** Problem to solve **
Start to finish, print the entries exactly, and carry none of the pictures over.

** Stored data entries **

*** Block opens ***

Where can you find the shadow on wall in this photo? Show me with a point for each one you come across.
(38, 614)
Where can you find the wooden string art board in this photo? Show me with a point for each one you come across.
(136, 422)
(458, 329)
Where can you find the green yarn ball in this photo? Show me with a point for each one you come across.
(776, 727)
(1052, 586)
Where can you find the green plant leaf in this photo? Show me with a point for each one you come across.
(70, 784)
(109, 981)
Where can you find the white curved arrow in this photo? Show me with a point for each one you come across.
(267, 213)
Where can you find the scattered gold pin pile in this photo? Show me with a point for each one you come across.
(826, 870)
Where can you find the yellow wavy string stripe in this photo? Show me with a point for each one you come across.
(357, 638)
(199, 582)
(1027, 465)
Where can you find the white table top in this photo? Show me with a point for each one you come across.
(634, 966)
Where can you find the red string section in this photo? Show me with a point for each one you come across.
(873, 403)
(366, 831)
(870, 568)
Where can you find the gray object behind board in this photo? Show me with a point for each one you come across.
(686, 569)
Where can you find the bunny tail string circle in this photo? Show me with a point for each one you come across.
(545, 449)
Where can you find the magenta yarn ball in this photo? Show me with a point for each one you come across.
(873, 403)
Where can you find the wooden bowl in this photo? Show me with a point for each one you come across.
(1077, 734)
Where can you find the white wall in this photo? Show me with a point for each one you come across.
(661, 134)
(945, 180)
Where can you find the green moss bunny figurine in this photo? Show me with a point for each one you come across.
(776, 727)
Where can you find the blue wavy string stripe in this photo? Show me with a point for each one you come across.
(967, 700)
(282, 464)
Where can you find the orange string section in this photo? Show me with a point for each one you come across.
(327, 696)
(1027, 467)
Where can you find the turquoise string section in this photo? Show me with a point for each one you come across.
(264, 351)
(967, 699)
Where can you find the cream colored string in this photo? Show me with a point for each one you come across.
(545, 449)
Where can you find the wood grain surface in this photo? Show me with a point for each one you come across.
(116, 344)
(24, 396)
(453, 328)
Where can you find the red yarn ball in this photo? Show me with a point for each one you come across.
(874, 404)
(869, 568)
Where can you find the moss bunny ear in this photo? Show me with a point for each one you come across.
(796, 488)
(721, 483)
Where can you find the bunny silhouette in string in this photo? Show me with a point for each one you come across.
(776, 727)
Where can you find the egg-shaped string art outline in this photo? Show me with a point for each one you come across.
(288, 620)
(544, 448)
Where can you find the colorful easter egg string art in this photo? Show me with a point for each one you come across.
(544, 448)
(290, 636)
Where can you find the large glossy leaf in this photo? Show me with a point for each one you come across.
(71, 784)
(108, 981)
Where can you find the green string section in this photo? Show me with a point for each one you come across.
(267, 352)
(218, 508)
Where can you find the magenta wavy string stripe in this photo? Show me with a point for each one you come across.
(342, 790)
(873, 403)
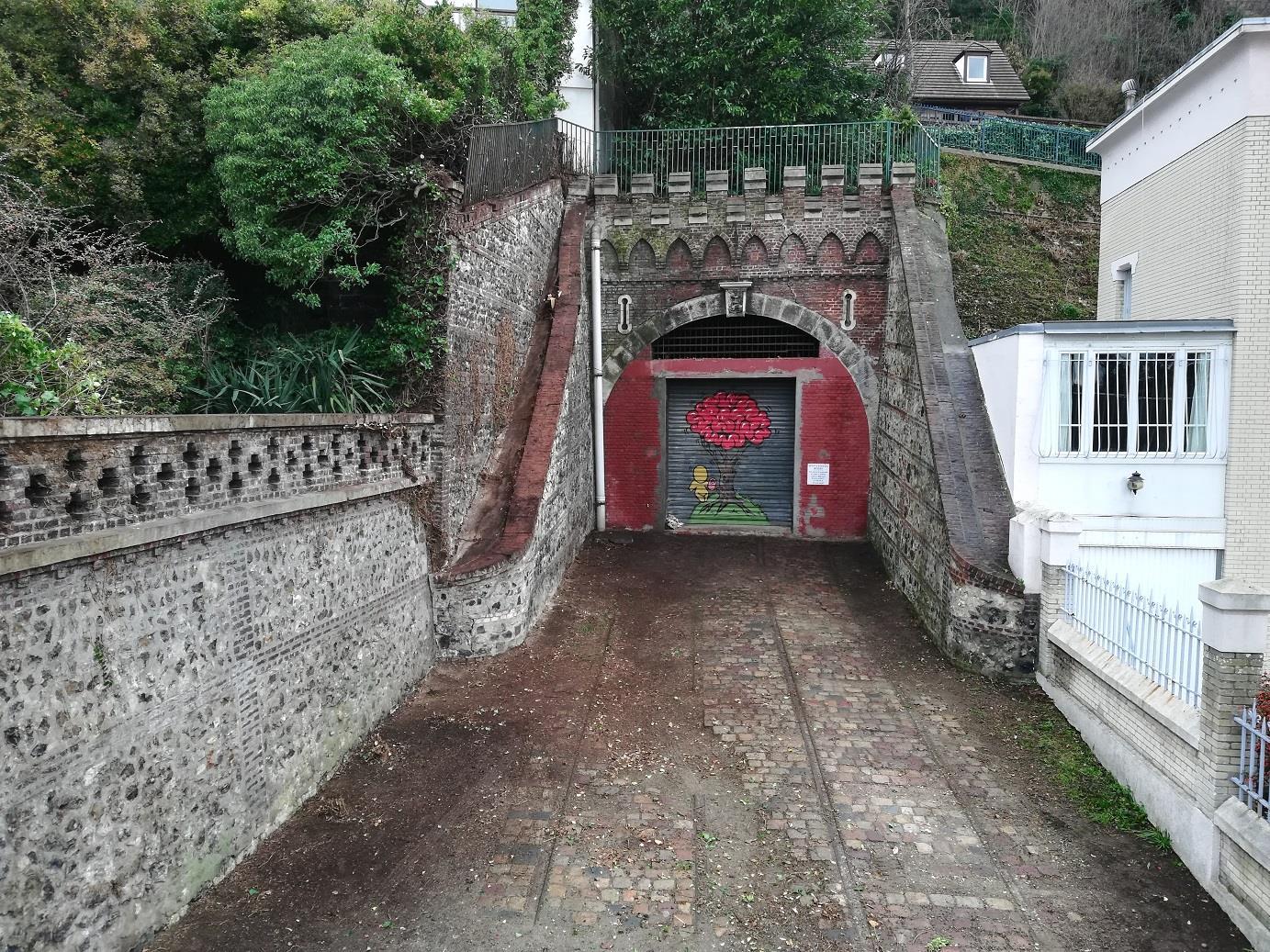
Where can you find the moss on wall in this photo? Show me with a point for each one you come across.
(1024, 242)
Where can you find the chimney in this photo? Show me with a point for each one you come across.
(1130, 90)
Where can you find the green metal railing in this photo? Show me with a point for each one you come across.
(658, 152)
(1010, 136)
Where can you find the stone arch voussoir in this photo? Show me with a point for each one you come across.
(779, 308)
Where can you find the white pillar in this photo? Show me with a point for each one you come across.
(1060, 543)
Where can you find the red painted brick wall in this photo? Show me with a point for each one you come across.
(832, 428)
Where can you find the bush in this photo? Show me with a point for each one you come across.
(136, 319)
(322, 374)
(40, 380)
(312, 156)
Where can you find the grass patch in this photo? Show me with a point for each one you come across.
(1095, 792)
(1024, 242)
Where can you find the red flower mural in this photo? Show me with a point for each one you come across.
(730, 420)
(728, 424)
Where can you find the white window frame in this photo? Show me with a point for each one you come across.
(965, 67)
(849, 310)
(1214, 442)
(1121, 272)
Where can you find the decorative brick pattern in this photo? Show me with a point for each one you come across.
(65, 477)
(166, 707)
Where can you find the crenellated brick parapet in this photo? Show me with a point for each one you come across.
(826, 252)
(76, 487)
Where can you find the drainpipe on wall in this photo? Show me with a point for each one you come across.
(597, 385)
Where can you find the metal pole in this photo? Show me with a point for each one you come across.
(597, 385)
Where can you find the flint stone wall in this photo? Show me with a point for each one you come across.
(938, 507)
(181, 674)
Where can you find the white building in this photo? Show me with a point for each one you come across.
(578, 88)
(1170, 387)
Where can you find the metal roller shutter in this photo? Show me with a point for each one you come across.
(730, 452)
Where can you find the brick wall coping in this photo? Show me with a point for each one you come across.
(40, 554)
(43, 427)
(1173, 713)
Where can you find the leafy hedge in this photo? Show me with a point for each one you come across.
(304, 148)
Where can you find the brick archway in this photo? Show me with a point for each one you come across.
(829, 334)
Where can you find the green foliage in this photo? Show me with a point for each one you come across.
(305, 138)
(546, 37)
(716, 62)
(1041, 79)
(309, 155)
(322, 372)
(40, 380)
(1024, 242)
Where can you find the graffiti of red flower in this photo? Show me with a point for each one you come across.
(729, 420)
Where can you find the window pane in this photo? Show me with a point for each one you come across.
(1197, 374)
(1110, 402)
(1071, 390)
(1154, 402)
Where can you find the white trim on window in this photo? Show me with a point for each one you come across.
(849, 310)
(1121, 272)
(974, 67)
(1151, 402)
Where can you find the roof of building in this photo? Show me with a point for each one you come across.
(1249, 24)
(936, 78)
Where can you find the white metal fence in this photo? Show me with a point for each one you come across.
(1158, 641)
(1253, 782)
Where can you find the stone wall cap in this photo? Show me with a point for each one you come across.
(43, 427)
(1234, 596)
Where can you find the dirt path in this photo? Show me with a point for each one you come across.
(710, 744)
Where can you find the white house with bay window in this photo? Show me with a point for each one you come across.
(1151, 425)
(1123, 425)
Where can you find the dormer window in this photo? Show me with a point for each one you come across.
(974, 67)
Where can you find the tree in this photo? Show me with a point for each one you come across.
(317, 153)
(725, 62)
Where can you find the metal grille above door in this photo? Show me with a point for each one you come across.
(736, 338)
(729, 452)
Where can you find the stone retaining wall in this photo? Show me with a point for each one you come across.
(938, 510)
(503, 254)
(490, 599)
(198, 617)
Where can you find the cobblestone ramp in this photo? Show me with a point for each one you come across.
(710, 744)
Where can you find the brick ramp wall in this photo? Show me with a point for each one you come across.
(490, 598)
(182, 676)
(938, 510)
(503, 255)
(1151, 743)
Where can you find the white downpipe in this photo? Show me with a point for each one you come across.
(597, 385)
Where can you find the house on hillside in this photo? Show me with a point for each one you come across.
(972, 75)
(577, 88)
(1151, 425)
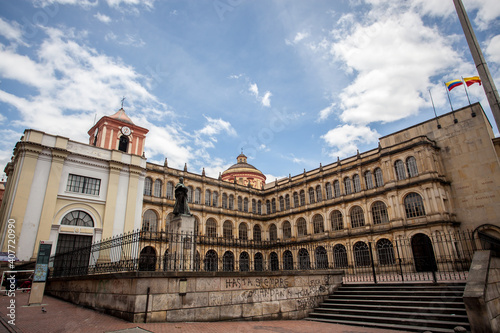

*** Block closes ***

** Exercise output **
Where can you find the shadow on wall in this photo? Show me with a point for each one you come across.
(38, 614)
Where can you find the wooden string art board in this photo? Show me with a point for each one you come across.
(136, 422)
(458, 329)
Where can you find the green yarn ball in this photo? Show me with a point for each one you come across.
(776, 727)
(1052, 586)
Where can you find the green plant leaf in this photo? Show me with a point for each one you come across.
(70, 784)
(109, 981)
Where can you find the white curved arrow in this photo? Show me with a point for each one you come across.
(267, 213)
Where can you find the scattered gold pin pile in this photo? Show me with a point for each one you come across.
(826, 870)
Where can you find the yellow wavy string stripe in this photo? Show me with a point for each one you come across.
(357, 638)
(199, 582)
(1027, 465)
Where can you find the white table top in this photo? Show me with a point for each one you come across.
(634, 966)
Where can you find the red string section in this photo? Show me with a point for each one you come across.
(873, 403)
(366, 831)
(870, 568)
Where can you find the gray object behind board in this photo? Show me with a point for each one you come across.
(686, 569)
Where can you find the bunny tail string circle in this photo? Show me with a point for each one you come across.
(545, 449)
Where can you find the magenta yarn ball in this photo? Show me with a point for each one you come across.
(873, 403)
Where can you find the wooden bowl in this photo? Show me with a point for each one you come across.
(1077, 734)
Where can you find the white wall in this photo? Show me with a point for each one you come across.
(661, 134)
(945, 180)
Where can you find the green moss bunny figurine in this photo? Show me with a point for each one you come across.
(776, 727)
Where can you find the blue wavy string stripe in this photo? Show me with a point for each one you come across.
(967, 700)
(282, 464)
Where can you find the orange string section in this photo? Show me with a point for each one you come across.
(327, 696)
(1027, 467)
Where can you find the turquoise string section in this photo? Show me with a point for each one you come across.
(264, 351)
(967, 699)
Where can you find the cream colored string in this photo? Show me with a point for each one you come across.
(545, 449)
Where can you find the wood grain surface in this photo? Show me with a point for each one you come across.
(116, 344)
(24, 396)
(453, 328)
Where can you find the red yarn ball in this photo? Show me with a point for each one you come across.
(874, 404)
(869, 568)
Where can you find the moss bunny ear in this photo? Show me with a point for each one you come across.
(796, 488)
(721, 483)
Where can you find the bunny silhouette in string in this photo? Show me with a point for each one you come across.
(776, 727)
Where can you find the egg-shaped string art outline in this photo? Show me with a point for each one you come across.
(288, 620)
(544, 448)
Where can you find the colorful easter egg string art in this photo? Show me with a point for each one you come across.
(544, 448)
(290, 636)
Where can you find the large glossy leaf in this photo? Show me with a point for each one you come across.
(71, 784)
(108, 981)
Where can you find the green string section in this photo? Show me with a point for each one you come across.
(267, 352)
(218, 508)
Where can you find the magenta wavy string stripe in this photo? Show me with a point for each one you come across.
(342, 790)
(873, 403)
Where can you find the moss on wall in this photo? Show me with a point for each one you come across.
(1024, 242)
Where can you find the chimney in this photo? Show me with a point for each one you come across.
(1130, 90)
Where can you find the green metal railing in this photo? Show me with a point for each one you come across.
(658, 152)
(1010, 136)
Where can you find the stone arch voussoir in this photo? Show me with a point for each one you come across.
(779, 308)
Where can you find the white pillar in this photo? Show me with a point for each one you come across.
(1060, 543)
Where can you find the red painted brick wall in this photo? Show me with a point for each one you come across.
(832, 428)
Where can you find the bush in this photo? Show me with a point for each one you come across.
(136, 319)
(322, 374)
(40, 380)
(312, 156)
Where can you find the grass patch in this photo? Show me with a point for each one you come across.
(1095, 792)
(1024, 242)
Where can you find the red flower mural in this photo? Show me with a point for each one you come across.
(730, 420)
(728, 424)
Where can you find the white window frame in this photo? Show me with a point for each one you come across.
(965, 67)
(849, 310)
(1214, 442)
(1121, 272)
Where can you find the decorative brick pattern in this photo? Show me with a point for each one you come across.
(65, 477)
(166, 707)
Where can you find the crenellated brick parapet in this photo? Show me with a point for each one you come across.
(826, 252)
(76, 487)
Where can you find the drainpipe on wall in this photo? Show me with a point for each one you come across.
(597, 385)
Where can you find the metal pole in this photo? Show me with a point for each one you come across.
(597, 385)
Where can you find the flint stone wall in this photo? Show me with a point for each one you come across.
(938, 507)
(181, 674)
Where can you find the white building in this photo? Show me with a point for each one you come across.
(578, 88)
(1170, 387)
Where can you find the metal roller shutter in this photo? Show me with a point for each one you come across.
(730, 452)
Where can you find the brick wall coping in this photo? Show me with a point for each one you come across.
(40, 554)
(43, 427)
(1173, 713)
Where can you find the leafy hedge in this photo? Show me with a point for each one you come across.
(304, 148)
Where can you find the brick archway in this photo? Show me with a point for each one you come across.
(829, 334)
Where can you find the green foliage in this photo? Show me with a point for each one you come across.
(305, 138)
(546, 37)
(716, 62)
(1041, 79)
(309, 155)
(322, 372)
(40, 380)
(1024, 242)
Where can you find the graffiti of red flower in this photo? Show me with a point for each one you come across.
(729, 420)
Where can you find the window pane in this photo? Show me with a point for each one you come across.
(1197, 374)
(1110, 402)
(1071, 390)
(1154, 402)
Where can you find the white trim on window in this photo? Show me with a point for each one you come across.
(849, 310)
(1121, 272)
(974, 67)
(1151, 402)
Where can you find the roof of building in this photo? Show me with a point for each one you come across.
(1249, 24)
(936, 78)
Where can you find the white metal fence in this photo? Show me with a point for each one you come across.
(1158, 641)
(1253, 782)
Where can you find the stone wall cap in this photo? Show me with a point for each one you come across.
(43, 427)
(1234, 596)
Where can you find the dirt path in this photo? Show me with a point for each one you come across.
(710, 744)
Where can you find the white house with bay window in this photo? Show me with a point for each one you come across.
(1151, 425)
(1123, 425)
Where can you find the dormer window in this photo? Show me with a point for each one you come across.
(974, 67)
Where can you find the tree in this photo? Show me with a point for each one you come across.
(317, 153)
(725, 62)
Where can you find the metal grille above door in this photo? Show me with a point for each one you come across.
(736, 338)
(729, 452)
Where can you find the stone retaining wall in this photo? Show me with a point for each one you come across.
(938, 510)
(503, 254)
(490, 599)
(198, 617)
Where can you find the cobblestone ramp in this photo? Show me with a point for each one you come across.
(710, 744)
Where can you find the brick ramp wall in this photo? Show me with a point for each one you come across.
(490, 598)
(182, 676)
(938, 510)
(503, 255)
(1151, 743)
Where can you find the white downpipe in this photo? Show me with a point for each one you come across.
(597, 385)
Where can you find the house on hillside in this photo? Show me with a point for each one you come across.
(972, 75)
(577, 88)
(1151, 425)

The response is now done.